This week we interviewed Alyona Medelyan who's a Senior Software Engineer & Researcher at the NZ enterprise search company Pingar where she's working in the areas of semantic and faceted search, query analysis and search result representation. She's got a nice research blog, the Topic indexing blog, and you can find her on twitter as @zelandiya
Számítógépes nyelvészet: Please tell us something about yourself.
I consider myself fortunate to have chosen to study computational linguistics. Not only there are many interesting unsolved problems in this field, but I also always felt that my knowledge is in demand and that many doors are open because of that. In the past 10 years I lived in Germany, New Zealand and the US, worked for Google and several cool IT start-ups, travelled to conferences in amazing locations, and met many brilliant and inspiring people.
Which is your favorite linguistic theory and why?

Written instruction 1: Write out the part of the interview between "I consider myself" and "and inspiring people.", inclusive.

Material for the task:
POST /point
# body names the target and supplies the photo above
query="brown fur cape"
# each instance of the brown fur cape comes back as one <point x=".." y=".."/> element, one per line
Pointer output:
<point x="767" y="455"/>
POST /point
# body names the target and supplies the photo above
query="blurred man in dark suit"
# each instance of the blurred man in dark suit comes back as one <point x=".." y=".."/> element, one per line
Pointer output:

Written instruction 2: Lay out every line of the rows above as a JSON list of strings, one string per line, omitting any blank lines.

Task response 1:
I consider myself fortunate to have chosen to study computational linguistics. Not only there are many interesting unsolved problems in this field, but I also always felt that my knowledge is in demand and that many doors are open because of that. In the past 10 years I lived in Germany, New Zealand and the US, worked for Google and several cool IT start-ups, travelled to conferences in amazing locations, and met many brilliant and inspiring people.

Task response 2:
[
  "POST /point",
  "# body names the target and supplies the photo above",
  "query=\"brown fur cape\"",
  "# each instance of the brown fur cape comes back as one <point x=\"..\" y=\"..\"/> element, one per line",
  "Pointer output:",
  "<point x=\"767\" y=\"455\"/>",
  "POST /point",
  "# body names the target and supplies the photo above",
  "query=\"blurred man in dark suit\"",
  "# each instance of the blurred man in dark suit comes back as one <point x=\"..\" y=\"..\"/> element, one per line",
  "Pointer output:"
]